(Exercise objective):
How many lines in the data below contain the string "person"? Reply with the number only.

**** Input data

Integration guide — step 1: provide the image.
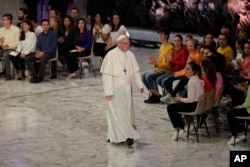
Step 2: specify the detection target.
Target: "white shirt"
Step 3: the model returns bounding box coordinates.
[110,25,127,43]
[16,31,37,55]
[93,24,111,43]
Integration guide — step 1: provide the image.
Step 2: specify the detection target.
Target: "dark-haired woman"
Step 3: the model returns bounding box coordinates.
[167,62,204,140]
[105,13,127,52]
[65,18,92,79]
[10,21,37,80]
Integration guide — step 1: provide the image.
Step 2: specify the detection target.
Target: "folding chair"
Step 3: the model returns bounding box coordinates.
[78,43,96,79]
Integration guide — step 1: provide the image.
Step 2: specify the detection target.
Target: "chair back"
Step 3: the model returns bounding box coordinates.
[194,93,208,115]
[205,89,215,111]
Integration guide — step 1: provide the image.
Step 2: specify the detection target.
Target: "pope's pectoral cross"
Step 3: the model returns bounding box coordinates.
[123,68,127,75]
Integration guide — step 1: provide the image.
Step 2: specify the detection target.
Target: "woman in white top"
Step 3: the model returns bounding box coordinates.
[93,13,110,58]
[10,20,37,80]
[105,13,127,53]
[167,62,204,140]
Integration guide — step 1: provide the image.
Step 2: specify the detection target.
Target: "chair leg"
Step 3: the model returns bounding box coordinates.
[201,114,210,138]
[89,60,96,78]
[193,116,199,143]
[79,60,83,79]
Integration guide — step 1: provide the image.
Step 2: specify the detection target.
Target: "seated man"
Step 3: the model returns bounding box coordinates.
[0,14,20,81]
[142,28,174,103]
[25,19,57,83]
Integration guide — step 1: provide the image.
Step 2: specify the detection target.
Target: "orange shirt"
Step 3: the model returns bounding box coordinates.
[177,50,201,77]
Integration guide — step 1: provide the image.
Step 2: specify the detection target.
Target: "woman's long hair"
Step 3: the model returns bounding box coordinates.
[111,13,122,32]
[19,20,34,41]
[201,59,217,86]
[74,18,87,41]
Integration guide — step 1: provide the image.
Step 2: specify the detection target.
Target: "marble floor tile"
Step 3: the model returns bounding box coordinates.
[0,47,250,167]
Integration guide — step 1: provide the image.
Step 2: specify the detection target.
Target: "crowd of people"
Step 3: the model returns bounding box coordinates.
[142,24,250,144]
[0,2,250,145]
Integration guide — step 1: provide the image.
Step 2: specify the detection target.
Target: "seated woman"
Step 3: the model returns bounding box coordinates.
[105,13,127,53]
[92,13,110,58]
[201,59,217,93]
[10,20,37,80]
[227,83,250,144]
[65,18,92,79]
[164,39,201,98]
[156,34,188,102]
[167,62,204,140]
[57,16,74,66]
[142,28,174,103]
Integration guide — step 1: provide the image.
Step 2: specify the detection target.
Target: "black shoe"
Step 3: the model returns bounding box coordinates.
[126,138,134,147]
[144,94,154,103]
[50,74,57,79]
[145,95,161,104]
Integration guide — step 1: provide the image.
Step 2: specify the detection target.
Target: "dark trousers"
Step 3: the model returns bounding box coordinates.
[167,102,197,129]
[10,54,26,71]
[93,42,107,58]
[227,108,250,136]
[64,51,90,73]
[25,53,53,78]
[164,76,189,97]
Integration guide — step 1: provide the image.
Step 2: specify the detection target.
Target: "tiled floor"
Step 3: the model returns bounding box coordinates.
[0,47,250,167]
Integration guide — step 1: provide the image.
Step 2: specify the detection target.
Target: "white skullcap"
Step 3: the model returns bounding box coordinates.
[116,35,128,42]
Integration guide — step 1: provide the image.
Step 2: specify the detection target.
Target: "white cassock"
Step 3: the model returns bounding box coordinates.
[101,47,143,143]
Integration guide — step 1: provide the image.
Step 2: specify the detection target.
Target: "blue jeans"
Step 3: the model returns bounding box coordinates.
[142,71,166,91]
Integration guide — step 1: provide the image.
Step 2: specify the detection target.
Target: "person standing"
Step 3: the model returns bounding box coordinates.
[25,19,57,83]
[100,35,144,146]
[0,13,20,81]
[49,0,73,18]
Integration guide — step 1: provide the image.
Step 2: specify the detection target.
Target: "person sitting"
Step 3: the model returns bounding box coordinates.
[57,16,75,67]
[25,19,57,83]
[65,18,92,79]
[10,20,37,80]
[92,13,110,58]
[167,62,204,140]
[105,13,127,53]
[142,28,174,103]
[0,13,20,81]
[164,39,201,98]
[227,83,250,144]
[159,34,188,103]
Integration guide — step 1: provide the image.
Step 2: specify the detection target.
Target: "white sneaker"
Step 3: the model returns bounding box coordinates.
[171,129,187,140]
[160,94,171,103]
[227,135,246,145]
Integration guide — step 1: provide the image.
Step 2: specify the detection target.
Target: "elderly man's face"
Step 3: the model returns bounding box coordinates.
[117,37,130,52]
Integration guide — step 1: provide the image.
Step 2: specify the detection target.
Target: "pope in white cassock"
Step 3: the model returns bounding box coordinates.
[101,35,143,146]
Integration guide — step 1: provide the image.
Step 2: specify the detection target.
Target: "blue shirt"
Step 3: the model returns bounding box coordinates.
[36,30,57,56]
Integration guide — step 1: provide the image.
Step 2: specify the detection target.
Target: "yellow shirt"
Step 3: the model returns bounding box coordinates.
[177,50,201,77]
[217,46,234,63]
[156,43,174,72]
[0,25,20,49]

********

(The output):
2